Task goal: Render the records below as a JSON list of strings, one string per line, with blank lines and the pictures left out.

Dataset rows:
+ + + +

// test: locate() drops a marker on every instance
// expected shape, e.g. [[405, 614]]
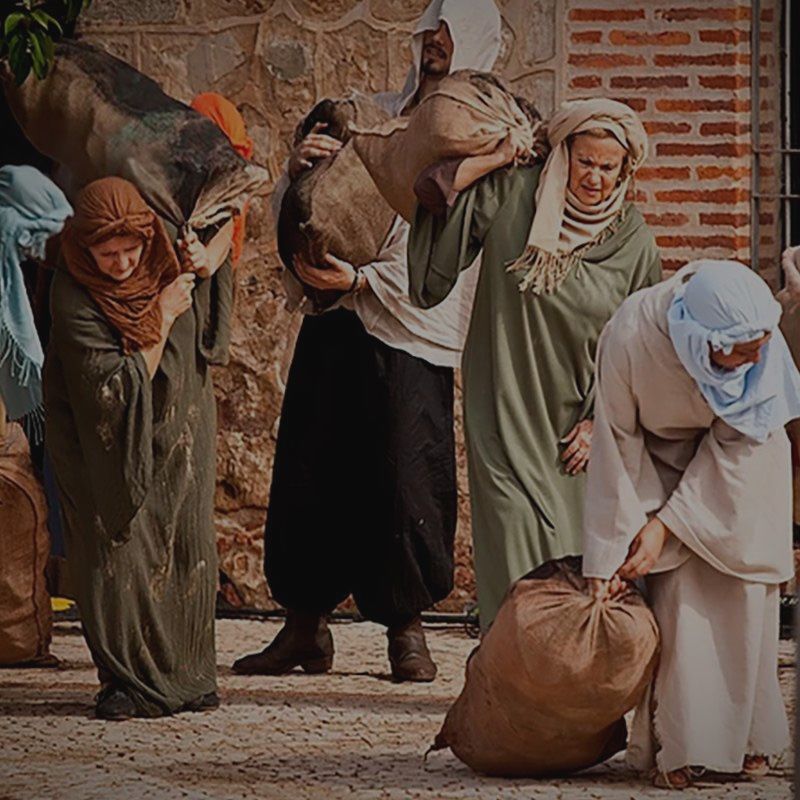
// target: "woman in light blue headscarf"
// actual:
[[32, 209], [689, 484]]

+ + + +

Exercise solution:
[
  "// test: locate() drops a marker on every instance",
  "// expected shape, e.g. [[405, 614]]",
  "// target: \"woman in light blue headscarf\"",
  "// actual:",
  "[[32, 209], [689, 484]]"
]